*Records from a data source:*
------------------------------------------------------------------------
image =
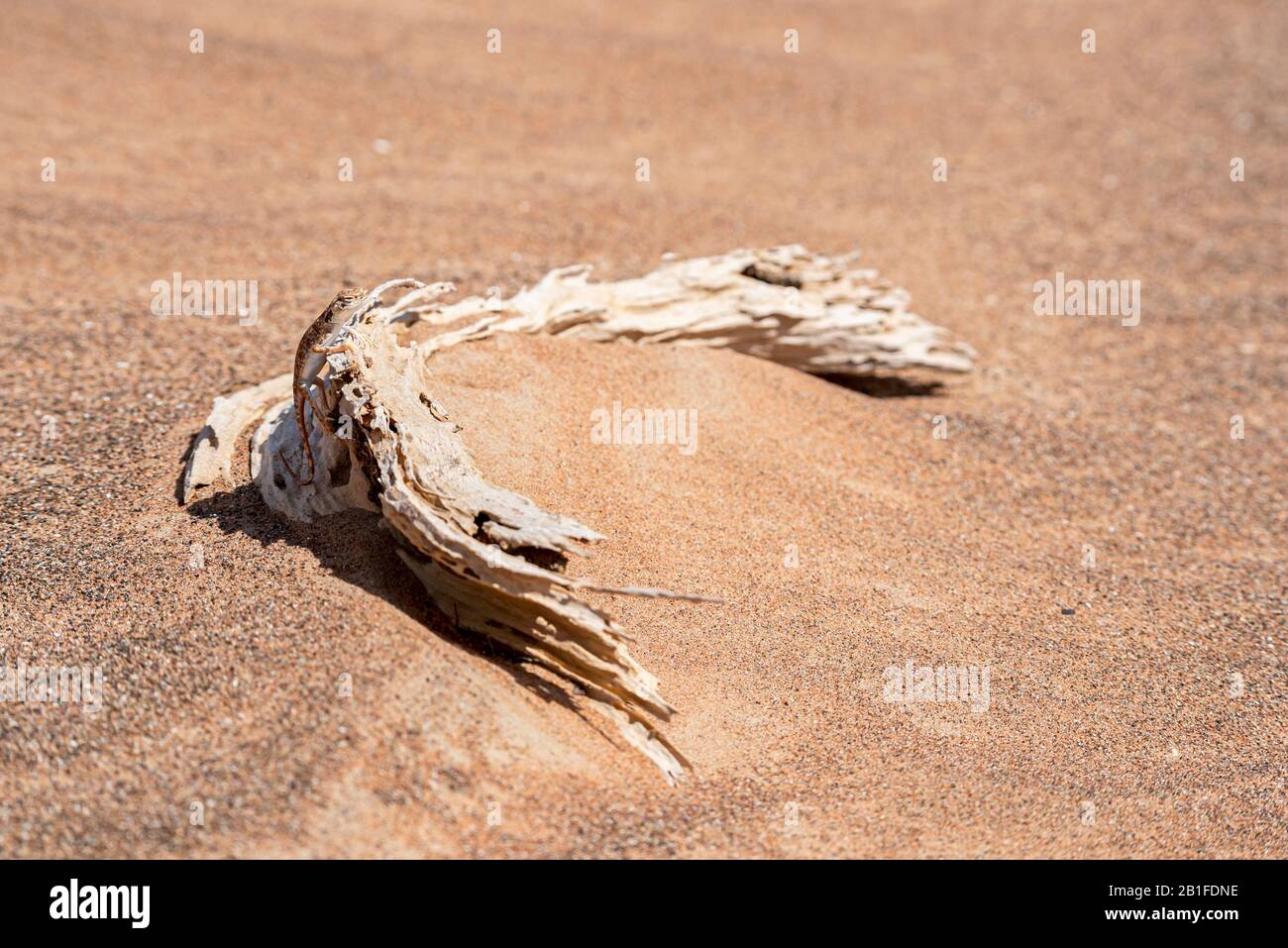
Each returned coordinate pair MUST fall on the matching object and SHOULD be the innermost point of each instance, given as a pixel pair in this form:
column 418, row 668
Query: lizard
column 309, row 357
------------------------------------------------------------------------
*How to complete this task:*
Give the records again without a single change, and exclude the pictures.

*Your solution:*
image =
Each returned coordinate pair MUST fall on the matching object and SHOULD be the innermost point of each instance, given as a pixel pair in this form:
column 418, row 668
Query: lizard
column 309, row 357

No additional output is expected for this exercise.